- _TEXT PASSAGE_
This requires a couple of IAM roles and a customer managed application in IAM Identity Center to handle the trust relationship between the external IdP and IAM Identity Center and control access for the Redshift Data API client, in this case, the Streamlit application.

First, you create two IAM roles, then you create a customer managed application for the Streamlit application. Complete the following steps:

Create a temporary IAM role (we named it IDCBridgeRole) to exchange the token with IAM Identity Center (assuming you don’t have an existing IAM identity to use). This role will be assumed by the Streamlit application with AssumeRoleWithWebIdentity to get a temporary set of role credentials to call the CreateTokenWithIAM and AssumeRole APIs to get the identity-enhanced role session.

Attach the following policy the role:

{
    "Version": "2012-10-17",
    "Statement": [
        {
            "Effect": "Allow",
            "Action": "sso-oauth:CreateTokenWithIAM",
            "Resource": "*"
        },
        {
            "Effect": "Allow",
            "Action": "sts:SetContext",
            "Resource": "*"

- _RECORDS SHOWN_
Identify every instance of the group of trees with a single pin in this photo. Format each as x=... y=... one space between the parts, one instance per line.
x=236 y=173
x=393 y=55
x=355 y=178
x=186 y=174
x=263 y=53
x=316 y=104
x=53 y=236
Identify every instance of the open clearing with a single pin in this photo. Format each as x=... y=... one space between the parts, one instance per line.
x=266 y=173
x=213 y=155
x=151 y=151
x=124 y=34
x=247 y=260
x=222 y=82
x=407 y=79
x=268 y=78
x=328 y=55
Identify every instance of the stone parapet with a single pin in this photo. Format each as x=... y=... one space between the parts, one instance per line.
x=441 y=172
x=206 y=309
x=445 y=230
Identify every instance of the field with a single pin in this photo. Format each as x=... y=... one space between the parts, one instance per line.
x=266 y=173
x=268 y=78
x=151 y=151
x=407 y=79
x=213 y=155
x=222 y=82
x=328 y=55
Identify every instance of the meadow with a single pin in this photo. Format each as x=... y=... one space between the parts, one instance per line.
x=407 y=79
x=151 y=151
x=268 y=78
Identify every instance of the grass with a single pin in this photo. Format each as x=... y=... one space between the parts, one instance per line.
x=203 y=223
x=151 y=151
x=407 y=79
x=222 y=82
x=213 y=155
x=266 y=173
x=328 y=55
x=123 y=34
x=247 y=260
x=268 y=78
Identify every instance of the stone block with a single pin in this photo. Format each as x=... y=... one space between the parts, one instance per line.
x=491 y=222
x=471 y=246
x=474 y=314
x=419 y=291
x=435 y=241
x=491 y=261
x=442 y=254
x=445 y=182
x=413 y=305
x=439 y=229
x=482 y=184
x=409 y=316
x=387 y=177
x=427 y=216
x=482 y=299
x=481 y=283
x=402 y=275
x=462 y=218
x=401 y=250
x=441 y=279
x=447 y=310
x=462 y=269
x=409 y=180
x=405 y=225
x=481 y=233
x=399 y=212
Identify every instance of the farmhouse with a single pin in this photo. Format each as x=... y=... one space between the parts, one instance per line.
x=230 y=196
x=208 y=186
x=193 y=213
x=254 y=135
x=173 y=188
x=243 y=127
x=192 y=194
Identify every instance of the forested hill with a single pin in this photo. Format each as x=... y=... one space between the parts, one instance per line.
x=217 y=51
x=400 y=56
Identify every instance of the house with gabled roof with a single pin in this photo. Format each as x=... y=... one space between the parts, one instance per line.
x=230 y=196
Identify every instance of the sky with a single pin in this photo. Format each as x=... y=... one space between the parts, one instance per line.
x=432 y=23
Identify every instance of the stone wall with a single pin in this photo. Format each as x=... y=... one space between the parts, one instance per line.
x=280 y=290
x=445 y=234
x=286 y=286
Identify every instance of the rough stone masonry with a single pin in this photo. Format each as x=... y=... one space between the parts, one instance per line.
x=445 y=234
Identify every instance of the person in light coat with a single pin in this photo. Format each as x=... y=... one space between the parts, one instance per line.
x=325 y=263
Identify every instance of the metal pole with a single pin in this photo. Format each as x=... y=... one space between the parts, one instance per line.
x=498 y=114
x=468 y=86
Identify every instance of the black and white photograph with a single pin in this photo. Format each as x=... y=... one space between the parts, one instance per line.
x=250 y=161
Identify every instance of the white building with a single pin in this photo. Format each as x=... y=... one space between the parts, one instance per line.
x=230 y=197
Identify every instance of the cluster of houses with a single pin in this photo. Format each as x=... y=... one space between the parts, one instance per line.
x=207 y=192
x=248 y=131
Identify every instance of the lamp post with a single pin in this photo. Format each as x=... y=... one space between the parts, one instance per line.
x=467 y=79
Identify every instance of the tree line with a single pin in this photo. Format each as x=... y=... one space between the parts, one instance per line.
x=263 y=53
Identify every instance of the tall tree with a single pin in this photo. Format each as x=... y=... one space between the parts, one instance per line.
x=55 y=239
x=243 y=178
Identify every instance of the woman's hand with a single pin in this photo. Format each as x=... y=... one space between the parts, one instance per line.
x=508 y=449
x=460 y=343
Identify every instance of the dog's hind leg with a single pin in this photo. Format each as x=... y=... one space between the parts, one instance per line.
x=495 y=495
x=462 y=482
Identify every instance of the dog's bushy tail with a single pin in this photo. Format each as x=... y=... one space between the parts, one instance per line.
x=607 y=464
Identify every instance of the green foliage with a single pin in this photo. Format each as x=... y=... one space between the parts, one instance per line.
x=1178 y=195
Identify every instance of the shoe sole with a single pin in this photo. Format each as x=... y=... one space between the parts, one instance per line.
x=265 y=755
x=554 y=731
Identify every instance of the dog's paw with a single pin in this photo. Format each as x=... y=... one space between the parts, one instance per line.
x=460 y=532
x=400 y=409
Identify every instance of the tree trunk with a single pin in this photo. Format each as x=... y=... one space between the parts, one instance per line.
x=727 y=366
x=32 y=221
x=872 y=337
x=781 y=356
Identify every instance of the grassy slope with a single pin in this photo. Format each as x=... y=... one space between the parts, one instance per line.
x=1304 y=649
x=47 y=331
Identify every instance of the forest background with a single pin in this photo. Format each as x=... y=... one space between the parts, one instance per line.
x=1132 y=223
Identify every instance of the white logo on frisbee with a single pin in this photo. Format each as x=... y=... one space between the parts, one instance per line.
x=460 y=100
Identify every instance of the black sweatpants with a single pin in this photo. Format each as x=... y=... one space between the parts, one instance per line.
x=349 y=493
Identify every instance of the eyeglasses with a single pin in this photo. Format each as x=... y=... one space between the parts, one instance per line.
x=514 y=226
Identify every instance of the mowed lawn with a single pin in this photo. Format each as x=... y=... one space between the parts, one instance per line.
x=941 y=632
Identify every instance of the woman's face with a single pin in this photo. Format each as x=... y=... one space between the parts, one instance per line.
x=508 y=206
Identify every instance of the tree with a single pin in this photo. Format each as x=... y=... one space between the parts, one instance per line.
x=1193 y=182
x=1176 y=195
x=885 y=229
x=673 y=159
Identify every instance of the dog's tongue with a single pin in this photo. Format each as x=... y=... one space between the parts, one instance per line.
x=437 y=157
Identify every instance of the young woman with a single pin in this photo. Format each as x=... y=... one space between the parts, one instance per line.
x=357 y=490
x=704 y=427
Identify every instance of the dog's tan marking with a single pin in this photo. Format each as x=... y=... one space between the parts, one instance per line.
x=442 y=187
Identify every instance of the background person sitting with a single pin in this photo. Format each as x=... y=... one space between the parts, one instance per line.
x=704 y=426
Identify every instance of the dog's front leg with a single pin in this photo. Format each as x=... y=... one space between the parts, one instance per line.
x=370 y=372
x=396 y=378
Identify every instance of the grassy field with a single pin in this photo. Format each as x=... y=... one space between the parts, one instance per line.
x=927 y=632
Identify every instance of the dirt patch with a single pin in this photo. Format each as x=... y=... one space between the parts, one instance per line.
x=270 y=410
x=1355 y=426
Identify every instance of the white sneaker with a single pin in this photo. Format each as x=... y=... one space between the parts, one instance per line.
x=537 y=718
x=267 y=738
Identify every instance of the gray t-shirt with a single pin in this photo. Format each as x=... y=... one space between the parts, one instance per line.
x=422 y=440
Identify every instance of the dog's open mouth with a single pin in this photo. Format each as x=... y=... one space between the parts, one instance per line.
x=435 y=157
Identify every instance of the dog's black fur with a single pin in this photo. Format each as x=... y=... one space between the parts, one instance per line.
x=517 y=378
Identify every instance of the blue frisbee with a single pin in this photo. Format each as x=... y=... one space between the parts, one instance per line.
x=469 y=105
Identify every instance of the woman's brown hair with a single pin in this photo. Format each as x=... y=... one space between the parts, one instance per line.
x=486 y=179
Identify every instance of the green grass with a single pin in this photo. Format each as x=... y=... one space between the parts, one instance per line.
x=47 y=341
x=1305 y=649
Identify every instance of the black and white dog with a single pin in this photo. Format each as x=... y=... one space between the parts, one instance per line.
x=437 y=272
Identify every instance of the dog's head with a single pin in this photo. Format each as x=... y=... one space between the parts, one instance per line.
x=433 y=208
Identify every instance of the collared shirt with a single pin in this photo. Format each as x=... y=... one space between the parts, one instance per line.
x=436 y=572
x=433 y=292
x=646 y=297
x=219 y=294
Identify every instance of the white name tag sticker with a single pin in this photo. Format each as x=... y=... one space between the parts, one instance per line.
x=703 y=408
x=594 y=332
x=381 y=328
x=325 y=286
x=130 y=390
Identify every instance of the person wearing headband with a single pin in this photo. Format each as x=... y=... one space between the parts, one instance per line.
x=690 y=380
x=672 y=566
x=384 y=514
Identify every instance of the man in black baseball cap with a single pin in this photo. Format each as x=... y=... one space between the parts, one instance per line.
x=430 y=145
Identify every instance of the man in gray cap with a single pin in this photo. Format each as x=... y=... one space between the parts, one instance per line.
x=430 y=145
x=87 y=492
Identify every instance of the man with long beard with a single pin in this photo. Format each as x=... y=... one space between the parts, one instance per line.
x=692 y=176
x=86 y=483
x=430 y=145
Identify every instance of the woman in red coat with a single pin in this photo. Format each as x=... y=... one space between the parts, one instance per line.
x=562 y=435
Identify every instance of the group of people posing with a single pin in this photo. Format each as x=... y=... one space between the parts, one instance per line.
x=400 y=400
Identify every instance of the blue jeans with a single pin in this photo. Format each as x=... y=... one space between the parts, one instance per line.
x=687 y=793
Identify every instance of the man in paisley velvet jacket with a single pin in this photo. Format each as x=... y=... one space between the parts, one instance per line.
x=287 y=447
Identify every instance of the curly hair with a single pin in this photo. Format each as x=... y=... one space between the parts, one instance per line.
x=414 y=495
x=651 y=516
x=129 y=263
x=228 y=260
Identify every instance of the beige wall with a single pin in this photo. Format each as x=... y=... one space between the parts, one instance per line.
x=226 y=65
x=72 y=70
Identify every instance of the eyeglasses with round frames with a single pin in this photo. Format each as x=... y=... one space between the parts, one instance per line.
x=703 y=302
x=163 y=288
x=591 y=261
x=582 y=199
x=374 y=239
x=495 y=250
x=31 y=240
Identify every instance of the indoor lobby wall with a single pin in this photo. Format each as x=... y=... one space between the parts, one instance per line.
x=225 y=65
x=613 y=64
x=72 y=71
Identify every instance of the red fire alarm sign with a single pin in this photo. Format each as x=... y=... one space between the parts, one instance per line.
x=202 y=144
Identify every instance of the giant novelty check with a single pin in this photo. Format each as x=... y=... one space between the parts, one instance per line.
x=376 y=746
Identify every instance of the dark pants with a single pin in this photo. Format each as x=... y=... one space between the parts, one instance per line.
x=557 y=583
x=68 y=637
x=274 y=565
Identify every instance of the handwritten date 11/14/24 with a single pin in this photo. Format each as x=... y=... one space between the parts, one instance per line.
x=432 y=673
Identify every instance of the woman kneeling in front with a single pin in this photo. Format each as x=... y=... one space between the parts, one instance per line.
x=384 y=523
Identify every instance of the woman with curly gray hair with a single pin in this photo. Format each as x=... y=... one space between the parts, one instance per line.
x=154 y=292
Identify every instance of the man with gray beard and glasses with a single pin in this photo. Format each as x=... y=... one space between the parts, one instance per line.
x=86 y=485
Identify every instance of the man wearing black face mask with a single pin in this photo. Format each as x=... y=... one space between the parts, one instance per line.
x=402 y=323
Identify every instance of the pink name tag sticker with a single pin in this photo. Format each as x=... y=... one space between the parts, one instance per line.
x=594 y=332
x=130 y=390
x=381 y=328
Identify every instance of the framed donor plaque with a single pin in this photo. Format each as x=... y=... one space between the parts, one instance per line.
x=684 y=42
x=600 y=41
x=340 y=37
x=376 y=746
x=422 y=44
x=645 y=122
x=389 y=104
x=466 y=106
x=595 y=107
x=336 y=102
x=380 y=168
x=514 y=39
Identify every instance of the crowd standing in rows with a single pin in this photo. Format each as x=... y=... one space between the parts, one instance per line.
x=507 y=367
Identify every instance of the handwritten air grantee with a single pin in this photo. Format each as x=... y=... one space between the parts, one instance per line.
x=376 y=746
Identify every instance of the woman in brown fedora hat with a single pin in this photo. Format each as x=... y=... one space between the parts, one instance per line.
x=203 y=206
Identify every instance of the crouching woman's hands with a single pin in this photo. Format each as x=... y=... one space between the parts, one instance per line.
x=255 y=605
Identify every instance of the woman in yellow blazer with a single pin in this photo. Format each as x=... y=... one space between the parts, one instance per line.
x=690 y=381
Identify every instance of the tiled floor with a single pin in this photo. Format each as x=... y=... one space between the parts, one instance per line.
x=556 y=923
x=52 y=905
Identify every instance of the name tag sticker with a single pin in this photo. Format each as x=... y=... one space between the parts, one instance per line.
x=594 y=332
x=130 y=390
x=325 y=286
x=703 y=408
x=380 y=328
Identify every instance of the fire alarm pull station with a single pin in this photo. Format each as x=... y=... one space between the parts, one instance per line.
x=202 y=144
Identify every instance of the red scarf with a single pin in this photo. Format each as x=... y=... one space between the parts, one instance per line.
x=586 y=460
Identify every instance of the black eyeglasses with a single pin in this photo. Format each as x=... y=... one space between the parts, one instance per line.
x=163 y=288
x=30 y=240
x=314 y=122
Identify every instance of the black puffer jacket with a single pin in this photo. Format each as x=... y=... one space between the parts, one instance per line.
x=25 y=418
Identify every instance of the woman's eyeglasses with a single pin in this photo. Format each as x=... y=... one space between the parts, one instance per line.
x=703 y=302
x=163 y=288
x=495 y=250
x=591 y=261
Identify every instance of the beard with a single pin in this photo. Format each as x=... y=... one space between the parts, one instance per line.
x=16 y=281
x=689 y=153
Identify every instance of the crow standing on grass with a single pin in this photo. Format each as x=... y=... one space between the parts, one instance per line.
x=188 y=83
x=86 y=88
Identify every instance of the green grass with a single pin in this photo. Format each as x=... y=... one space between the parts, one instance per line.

- _WRITTEN PROBLEM 1_
Answer these questions about the IAM setup passage:
(a) In this case, which application is the Redshift Data API client?
(b) What name was given to the temporary IAM role?
(c) What "Version" value appears in the policy?
- _WRITTEN PROBLEM 2_
From the rows, print the lines between the one holding "Identify every instance of the man with gray" and the one holding "x=402 y=323", inclusive.
The rows and the text have nothing to do with each other.

- _WRITTEN REPLY 1_
(a) The Streamlit application.
(b) IDCBridgeRole.
(c) 2012-10-17.

- _WRITTEN REPLY 2_
Identify every instance of the man with gray beard and glasses with a single pin in this photo. Format each as x=... y=... one space between the parts, one instance per line.
x=86 y=485
Identify every instance of the man wearing black face mask with a single pin in this photo. Format each as x=... y=... one space between the parts, one instance per line.
x=402 y=323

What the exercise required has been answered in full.